Fakti­zi­tät und Deutung: Die Motive des Zionis­mus

Trotz­dem ist man erstaunt darüber, wie leicht der viel­ge­rühm­te Histo­ri­ker der „Welt­un­ter­wer­fung“, Wolf­gang Rein­hard, sein raum­grei­fen­des F.A.Z.-Inter­view vom 25. Juni mit einer Tirade gegen Israel als Ausbeu­tungs-, Herr­schafts- und Diskri­mi­nie­rungs­sys­tem eröff­net. Man reibt sich die Augen, mit welch leicht­fer­ti­ger Formel Rein­hard das kleine, von einer millio­nen­star­ken feind­li­chen Popu­la­ti­on umge­be­ne Land als letzte Basti­on des west­li­chen Kolo­nia­lis­mus apostro­phiert. Er wirft anders­den­ken­den Histo­ri­kern vor, dass sie sich zu sehr um die „Bedeu­tung von Geschich­te“ bemü­hen, anstatt endlich „zur Sache“ zu kommen „und nicht bloß zur Bedeu­tung“. Weiß denn Rein­hard nicht, dass es beim Verste­hen von Geschich­te wie ja auch im Recht und im gesell­schaft­li­chen Leben eminent auf die „Bedeu­tung“ ankommt?

In Gerich­ten und im allge­mei­nen Bewusst­sein unter­schei­det man ja schon zwischen Mord, Totschlag und Tötung aus Notwehr. Die Solda­ten, die man zur Vertei­di­gung des Landes in die Schlacht schickt, werden als Retter des Vater­lan­des und als Helden gefei­ert, anders die Angrei­fer, die in das eigene Land einfal­len, und wieder etwas ande­res ist die Hinrich­tung eines zum Tode verur­teil­ten Verbre­chers. Die Bedeu­tung ist alles, das bloße Faktum noch nichts.

_Aufgabenstellung_:
a. An welchem Tag erschien laut dem Textauszug über die Motive des Zionismus das F.A.Z.-Interview mit Wolfgang Reinhard?
b. Fahren Sie mit dem Text über die Motive des Zionismus fort, und zwar im Anschluss an seinen letzten Satz.

_Datenauszug_:
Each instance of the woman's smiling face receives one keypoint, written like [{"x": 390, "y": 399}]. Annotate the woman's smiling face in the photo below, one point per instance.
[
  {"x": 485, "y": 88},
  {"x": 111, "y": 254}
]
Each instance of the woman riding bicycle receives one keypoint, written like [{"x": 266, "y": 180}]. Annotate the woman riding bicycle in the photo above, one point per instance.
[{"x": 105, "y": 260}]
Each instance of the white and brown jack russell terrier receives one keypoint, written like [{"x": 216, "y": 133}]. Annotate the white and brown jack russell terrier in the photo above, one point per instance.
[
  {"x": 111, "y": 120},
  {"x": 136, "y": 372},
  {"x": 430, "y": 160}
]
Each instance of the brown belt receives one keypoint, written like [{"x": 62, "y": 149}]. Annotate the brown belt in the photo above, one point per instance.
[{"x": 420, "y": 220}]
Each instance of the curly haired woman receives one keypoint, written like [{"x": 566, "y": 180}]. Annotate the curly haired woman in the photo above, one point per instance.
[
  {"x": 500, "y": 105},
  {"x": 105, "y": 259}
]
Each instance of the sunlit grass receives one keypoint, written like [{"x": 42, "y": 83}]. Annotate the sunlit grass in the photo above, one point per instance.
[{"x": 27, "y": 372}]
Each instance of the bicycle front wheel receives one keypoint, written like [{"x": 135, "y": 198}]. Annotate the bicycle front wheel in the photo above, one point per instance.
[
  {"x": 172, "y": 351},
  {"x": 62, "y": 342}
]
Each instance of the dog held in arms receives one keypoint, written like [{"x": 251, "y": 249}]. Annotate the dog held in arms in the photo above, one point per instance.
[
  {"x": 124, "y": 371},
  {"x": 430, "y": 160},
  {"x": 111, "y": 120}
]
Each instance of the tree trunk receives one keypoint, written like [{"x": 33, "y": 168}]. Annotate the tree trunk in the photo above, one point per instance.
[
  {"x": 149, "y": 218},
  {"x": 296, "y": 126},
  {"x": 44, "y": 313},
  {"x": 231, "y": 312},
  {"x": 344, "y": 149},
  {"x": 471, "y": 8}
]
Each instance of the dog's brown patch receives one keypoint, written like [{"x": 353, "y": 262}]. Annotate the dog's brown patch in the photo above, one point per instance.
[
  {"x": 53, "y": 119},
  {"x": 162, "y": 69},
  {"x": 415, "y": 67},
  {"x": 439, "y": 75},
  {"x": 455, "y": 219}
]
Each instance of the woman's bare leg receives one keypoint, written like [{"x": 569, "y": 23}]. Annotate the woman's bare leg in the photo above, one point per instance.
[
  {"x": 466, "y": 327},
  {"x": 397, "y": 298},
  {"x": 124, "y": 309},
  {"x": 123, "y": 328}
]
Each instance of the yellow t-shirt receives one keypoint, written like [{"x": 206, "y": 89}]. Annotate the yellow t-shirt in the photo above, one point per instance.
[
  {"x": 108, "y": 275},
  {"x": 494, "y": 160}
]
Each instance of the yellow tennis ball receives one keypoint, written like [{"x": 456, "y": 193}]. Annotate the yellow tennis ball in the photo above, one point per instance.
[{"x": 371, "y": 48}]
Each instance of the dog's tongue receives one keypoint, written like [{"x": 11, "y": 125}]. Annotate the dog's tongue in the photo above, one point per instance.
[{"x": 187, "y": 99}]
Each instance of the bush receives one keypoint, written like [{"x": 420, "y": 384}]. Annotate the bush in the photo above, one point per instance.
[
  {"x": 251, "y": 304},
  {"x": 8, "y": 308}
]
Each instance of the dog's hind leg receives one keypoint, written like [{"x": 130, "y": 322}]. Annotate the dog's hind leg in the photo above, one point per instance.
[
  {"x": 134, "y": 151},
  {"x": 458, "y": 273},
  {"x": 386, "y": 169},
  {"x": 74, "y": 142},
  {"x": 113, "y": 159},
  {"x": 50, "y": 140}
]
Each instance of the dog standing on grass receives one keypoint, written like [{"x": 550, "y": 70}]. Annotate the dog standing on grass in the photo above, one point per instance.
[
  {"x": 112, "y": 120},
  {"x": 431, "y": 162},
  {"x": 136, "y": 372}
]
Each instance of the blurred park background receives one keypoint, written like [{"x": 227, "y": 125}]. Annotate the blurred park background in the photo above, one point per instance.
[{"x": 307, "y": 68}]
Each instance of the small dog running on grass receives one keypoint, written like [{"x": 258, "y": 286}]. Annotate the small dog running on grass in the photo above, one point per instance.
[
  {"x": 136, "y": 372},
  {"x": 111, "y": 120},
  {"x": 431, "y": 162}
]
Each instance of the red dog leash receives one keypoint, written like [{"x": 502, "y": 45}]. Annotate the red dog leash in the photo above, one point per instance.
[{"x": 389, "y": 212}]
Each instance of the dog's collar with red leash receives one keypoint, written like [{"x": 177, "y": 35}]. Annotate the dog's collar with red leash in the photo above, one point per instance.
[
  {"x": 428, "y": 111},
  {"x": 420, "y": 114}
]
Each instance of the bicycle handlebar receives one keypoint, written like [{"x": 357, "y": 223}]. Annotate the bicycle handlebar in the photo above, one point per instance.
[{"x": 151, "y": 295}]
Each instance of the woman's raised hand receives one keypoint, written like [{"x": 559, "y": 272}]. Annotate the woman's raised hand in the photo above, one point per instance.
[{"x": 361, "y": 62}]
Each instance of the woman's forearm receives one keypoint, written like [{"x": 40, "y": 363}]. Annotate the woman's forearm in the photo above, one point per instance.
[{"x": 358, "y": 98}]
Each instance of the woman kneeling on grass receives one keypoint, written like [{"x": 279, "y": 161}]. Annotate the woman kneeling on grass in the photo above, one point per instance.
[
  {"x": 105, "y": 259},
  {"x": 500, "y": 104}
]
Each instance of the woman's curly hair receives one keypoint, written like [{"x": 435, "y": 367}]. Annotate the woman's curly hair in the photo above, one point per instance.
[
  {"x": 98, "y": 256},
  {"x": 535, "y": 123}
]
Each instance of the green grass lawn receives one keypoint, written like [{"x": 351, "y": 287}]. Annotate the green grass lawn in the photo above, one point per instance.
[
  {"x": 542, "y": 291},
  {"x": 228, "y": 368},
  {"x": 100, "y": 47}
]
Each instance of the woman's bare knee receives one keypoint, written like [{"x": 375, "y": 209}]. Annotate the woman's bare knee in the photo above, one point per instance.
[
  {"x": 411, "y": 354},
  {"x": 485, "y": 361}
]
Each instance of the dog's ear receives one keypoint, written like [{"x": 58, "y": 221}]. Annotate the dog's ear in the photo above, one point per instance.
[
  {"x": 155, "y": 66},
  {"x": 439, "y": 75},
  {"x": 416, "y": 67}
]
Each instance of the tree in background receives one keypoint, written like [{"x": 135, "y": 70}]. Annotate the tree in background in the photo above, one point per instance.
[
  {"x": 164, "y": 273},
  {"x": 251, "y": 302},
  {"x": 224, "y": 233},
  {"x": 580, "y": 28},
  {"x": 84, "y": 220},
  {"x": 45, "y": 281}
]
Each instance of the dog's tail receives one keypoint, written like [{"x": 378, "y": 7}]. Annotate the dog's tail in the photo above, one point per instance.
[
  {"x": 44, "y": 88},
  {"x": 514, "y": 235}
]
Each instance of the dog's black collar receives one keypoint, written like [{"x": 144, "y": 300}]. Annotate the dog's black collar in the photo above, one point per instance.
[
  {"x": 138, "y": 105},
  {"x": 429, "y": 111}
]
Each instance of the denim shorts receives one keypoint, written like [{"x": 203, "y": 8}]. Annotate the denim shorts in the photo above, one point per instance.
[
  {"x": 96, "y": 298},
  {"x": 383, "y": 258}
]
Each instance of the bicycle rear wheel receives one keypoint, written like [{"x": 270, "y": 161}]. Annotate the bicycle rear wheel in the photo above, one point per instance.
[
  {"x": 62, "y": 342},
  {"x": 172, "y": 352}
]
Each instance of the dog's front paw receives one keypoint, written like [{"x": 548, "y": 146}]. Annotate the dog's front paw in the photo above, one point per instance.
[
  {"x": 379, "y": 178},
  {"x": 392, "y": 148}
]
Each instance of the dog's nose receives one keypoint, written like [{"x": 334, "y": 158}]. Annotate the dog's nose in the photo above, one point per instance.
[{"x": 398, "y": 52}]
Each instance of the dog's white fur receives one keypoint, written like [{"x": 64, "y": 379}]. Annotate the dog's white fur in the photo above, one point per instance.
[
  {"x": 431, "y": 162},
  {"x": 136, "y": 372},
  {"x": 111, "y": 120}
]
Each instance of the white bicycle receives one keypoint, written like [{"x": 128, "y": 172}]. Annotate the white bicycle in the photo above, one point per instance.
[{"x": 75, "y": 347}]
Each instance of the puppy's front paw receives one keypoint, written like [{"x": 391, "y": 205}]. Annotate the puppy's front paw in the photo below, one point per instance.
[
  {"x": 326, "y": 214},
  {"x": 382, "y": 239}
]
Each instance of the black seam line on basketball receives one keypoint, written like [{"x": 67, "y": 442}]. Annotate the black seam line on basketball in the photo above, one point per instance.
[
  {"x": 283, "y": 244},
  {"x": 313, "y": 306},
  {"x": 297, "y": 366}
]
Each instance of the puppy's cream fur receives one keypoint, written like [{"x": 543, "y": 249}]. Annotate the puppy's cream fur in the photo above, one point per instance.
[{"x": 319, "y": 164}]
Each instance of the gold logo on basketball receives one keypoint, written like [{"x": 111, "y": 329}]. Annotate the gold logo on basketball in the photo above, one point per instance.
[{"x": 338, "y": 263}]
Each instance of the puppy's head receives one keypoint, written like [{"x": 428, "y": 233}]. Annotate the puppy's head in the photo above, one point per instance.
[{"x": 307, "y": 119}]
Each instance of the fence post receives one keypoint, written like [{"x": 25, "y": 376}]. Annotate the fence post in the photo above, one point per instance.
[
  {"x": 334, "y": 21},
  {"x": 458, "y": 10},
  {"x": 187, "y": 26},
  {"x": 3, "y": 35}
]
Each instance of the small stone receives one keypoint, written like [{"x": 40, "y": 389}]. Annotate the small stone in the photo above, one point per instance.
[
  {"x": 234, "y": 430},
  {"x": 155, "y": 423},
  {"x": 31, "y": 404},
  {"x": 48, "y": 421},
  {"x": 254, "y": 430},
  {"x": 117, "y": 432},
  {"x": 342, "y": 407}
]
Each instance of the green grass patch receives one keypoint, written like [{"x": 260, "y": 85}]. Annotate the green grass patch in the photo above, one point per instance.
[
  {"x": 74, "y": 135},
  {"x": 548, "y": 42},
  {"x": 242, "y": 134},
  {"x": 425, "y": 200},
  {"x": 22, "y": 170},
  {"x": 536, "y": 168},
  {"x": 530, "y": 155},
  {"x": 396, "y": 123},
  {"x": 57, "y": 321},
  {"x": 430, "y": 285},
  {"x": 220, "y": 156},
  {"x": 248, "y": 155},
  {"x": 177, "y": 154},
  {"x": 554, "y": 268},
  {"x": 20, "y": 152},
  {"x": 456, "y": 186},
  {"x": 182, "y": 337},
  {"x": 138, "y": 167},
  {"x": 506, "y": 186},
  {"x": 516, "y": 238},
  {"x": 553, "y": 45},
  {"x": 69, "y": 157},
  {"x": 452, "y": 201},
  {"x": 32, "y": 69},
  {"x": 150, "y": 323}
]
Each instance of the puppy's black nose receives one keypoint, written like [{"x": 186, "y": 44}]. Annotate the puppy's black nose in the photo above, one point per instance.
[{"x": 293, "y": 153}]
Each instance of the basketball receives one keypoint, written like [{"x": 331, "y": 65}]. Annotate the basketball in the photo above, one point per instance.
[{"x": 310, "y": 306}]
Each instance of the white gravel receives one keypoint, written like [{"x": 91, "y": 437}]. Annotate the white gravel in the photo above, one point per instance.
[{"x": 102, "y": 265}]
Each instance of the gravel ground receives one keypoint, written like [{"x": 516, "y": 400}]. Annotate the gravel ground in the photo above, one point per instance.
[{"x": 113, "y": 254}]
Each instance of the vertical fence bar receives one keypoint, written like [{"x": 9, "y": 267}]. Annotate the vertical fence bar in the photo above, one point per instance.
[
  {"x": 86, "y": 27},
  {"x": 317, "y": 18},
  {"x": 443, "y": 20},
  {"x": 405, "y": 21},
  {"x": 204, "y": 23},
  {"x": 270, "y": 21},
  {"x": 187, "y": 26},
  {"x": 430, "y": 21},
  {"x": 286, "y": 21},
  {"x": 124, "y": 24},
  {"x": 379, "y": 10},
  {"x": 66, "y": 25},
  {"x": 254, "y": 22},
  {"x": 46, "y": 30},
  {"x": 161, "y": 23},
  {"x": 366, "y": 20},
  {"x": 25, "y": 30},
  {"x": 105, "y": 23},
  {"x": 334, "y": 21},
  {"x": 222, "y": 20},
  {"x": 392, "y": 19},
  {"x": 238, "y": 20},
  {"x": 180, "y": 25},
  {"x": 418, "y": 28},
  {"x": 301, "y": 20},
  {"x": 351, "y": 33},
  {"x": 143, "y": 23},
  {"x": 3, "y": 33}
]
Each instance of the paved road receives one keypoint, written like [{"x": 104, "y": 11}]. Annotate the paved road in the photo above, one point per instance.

_Lösungen im Einzelnen_:
a. Am 25. Juni.

b.
Wie kann also Profes­sor Rein­hard allein aus dem Faktum, dass die ersten Zionis­ten als Sied­ler nach Paläs­ti­na kamen, den Vorwurf des Kolo­nia­lis­mus erhe­ben? Und wie blind kann man sein, wenn man sagt: „Aus der Tatsa­che, dass Israel wegen des Holo­causts gegrün­det wurde, folgt noch lange nicht, dass es keine Kolo­nie sein kann. Außer­dem ging ja das Stre­ben nach einer Staats­grün­dung dem Holo­caust voraus“? Hat Herr Rein­hard nicht gewusst, dass der prak­ti­sche und dann auch poli­ti­sche Zionis­mus nicht aus kolo­nia­lis­ti­schen Moti­ven entstand, sondern aus fast zwei­tau­send Jahren physi­schem, recht­li­chem und reli­giö­sem „Holo­caust“? Lese er doch die Bücher und Schrif­ten der frühen Zionis­ten des neun­zehn­ten Jahr­hun­derts.

Schuld­um­kehr durch Ausblen­dung des Kontexts

Gewiss, Theo­dor Herzl hat den Versuch unter­nom­men, sein Unter­neh­men in den Rahmen des euro­päi­schen Hoch­ko­lo­nia­lis­mus einzu­span­nen, um bei den Poli­ti­kern Euro­pas und der Hohen Pforte über­haupt Gehör für eine Lösung der „Juden­not“ zu finden. Herzl ist mit diesem kolo­nia­lis­ti­schen Rettungs­an­ker geschei­tert, weil die euro­päi­schen Mächte, voran Großbri­tan­ni­en, ihm eine Kolo­ni­al­char­ta verwei­ger­ten, mehr aber noch, weil ein Groß­teil der Zionis­ten selbst dies nicht als den rich­ti­gen Ansatz für ihr eige­nes Anlie­gen erach­te­ten. Ansons­ten hätten sie ja auch das briti­sche Ange­bot einer Kolo­nie­grün­dung in Uganda ange­nom­men.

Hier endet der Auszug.